#### GIVEN PROBLEM
Every record must be written out once more, with nothing added or omitted.

#### RECORD SET
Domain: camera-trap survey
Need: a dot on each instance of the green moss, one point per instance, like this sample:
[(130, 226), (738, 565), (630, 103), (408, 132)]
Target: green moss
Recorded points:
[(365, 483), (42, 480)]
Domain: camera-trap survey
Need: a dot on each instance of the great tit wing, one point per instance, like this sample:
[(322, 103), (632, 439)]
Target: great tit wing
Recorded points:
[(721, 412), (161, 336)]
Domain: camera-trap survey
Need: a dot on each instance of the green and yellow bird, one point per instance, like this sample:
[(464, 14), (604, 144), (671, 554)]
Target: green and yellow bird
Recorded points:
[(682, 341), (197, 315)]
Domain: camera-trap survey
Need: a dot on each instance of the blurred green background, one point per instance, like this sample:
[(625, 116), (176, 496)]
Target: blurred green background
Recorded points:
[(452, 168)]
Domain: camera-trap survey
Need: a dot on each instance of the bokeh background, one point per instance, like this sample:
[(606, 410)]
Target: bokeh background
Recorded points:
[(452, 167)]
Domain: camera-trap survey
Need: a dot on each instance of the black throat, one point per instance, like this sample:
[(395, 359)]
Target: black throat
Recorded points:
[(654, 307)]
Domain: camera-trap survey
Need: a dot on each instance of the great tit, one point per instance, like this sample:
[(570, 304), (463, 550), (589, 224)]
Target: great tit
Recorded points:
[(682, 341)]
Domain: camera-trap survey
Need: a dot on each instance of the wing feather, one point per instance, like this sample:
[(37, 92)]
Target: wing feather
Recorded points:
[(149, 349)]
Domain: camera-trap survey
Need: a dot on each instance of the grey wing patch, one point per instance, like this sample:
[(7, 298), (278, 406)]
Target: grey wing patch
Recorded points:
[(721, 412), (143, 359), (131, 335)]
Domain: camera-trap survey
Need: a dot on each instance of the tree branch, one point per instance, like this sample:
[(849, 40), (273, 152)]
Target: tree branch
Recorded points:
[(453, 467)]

#### FULL OUTPUT
Domain: camera-trap survey
Need: a dot on each instance of the green moss, one point per instance, like this sample:
[(130, 226), (738, 565), (630, 103), (408, 132)]
Target: green moss
Recorded points:
[(365, 483), (42, 480)]
Domain: camera-trap survey
Need: a dot on each instance of the great tit wing, one point per instance, like this sample:
[(322, 103), (632, 439)]
Target: great tit wing
Recorded points:
[(721, 412), (161, 336)]
Domain: camera-trap survey
Need: a dot on each instance of the green and yellow bird, one point per instance, like this sample:
[(464, 14), (604, 144), (671, 554)]
Target: green and yellow bird
Recorded points:
[(682, 341), (197, 315)]
Domain: camera-trap survey
Need: a dot on each instance of the blurred green background, one point per instance, like this sample:
[(625, 116), (176, 496)]
Target: blurred green background
Recorded points:
[(452, 168)]
Domain: camera-trap survey
Need: a dot on each instance of the bokeh background, one point per instance, like this sample:
[(606, 410)]
Target: bokeh background
Recorded points:
[(452, 167)]
Domain: camera-trap survey
Need: a dot on each instance of the black throat, one point per instance, like this sample:
[(395, 359)]
Target: black throat
Recorded points:
[(654, 307)]
Domain: camera-trap survey
Need: a dot on each instance of the great tit, one point per instance, like this sample:
[(570, 304), (463, 550), (589, 224)]
Target: great tit
Recorded points:
[(682, 341)]
Domain: camera-trap survey
Need: a dot on each instance of the wing feather, one point per instance, like this sample:
[(37, 92)]
Target: wing feather
Recorded points:
[(149, 349)]
Domain: camera-trap survey
Need: a dot on each instance of the grey wing patch, one point per instance, like this sample:
[(7, 298), (278, 406)]
Target: grey wing patch
Recorded points:
[(721, 412), (143, 359), (131, 335)]
Domain: camera-trap survey
Need: a dot on each instance of the tree branch, one point per instance, like this sample:
[(849, 40), (273, 152)]
Target: tree branch
Recorded points:
[(453, 467)]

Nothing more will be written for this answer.